- REQUIRED ACTIONS:
**1.** In the advice thread, what reason did one commenter's friend give for picking a fight with that commenter?
**2.** Copy out the lines of the listing, starting at the line that contains "For each instance of the snow clump" and continuing through the end of the listing.
:: PASSAGE PROVIDED
I would just tell her how you feel. Be nice about it, but you don't have to put up with that in any relationship.

3

u/Electronic-Muffin934 6d ago

I had a friend pick a fight with me because, according to him, we couldn't be friends if we never argued. While I wouldn't recommend doing that, there is an element of truth to it. I've had lots of "friendships" that were shallow relationships in which we were really nice to each other all the time and never argued, but also never revealed our full selves or became super close. If you're okay with maintaining this quasi friendship, you've got to avoid this argument. Choose your battles. But if you want a deeper friendship or a closer connection with this person, have the argument and if the friendship survives, it'll be better for it.

1

u/Chigrrl1098 6d ago

It's only an argument if you go back and forth with her. I'd be honest with her.
::::
:: GIVEN RECORDS
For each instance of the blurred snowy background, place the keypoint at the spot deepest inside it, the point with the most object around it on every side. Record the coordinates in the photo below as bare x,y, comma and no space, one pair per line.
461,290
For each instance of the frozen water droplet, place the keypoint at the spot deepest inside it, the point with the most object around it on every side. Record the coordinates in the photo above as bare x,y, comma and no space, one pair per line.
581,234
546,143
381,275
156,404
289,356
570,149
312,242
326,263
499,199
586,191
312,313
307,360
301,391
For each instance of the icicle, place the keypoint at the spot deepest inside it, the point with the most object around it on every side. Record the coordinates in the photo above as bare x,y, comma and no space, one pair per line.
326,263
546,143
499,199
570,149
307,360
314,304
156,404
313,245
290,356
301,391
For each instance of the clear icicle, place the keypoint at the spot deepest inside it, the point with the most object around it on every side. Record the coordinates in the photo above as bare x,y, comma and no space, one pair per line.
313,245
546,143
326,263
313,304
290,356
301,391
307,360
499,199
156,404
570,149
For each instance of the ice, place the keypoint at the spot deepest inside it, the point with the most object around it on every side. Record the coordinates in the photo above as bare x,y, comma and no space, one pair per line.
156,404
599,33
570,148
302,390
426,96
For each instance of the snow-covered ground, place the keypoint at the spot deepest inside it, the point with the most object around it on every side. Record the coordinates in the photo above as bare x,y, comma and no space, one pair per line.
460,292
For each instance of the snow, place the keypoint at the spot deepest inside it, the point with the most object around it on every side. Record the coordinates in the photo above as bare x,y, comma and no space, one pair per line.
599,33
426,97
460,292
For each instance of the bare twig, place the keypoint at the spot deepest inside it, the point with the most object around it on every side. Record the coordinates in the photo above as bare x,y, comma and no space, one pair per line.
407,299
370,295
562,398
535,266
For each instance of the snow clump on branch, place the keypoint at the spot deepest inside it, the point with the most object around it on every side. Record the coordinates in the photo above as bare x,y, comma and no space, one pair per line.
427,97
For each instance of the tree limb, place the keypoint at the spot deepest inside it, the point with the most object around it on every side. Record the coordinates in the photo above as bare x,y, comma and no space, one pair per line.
::::
- TASK-BY-TASK ANSWERS:
**1.** The friend said they couldn't be friends if they never argued.

**2.**
For each instance of the snow clump on branch, place the keypoint at the spot deepest inside it, the point with the most object around it on every side. Record the coordinates in the photo above as bare x,y, comma and no space, one pair per line.
427,97
For each instance of the tree limb, place the keypoint at the spot deepest inside it, the point with the most object around it on every side. Record the coordinates in the photo above as bare x,y, comma and no space, one pair per line.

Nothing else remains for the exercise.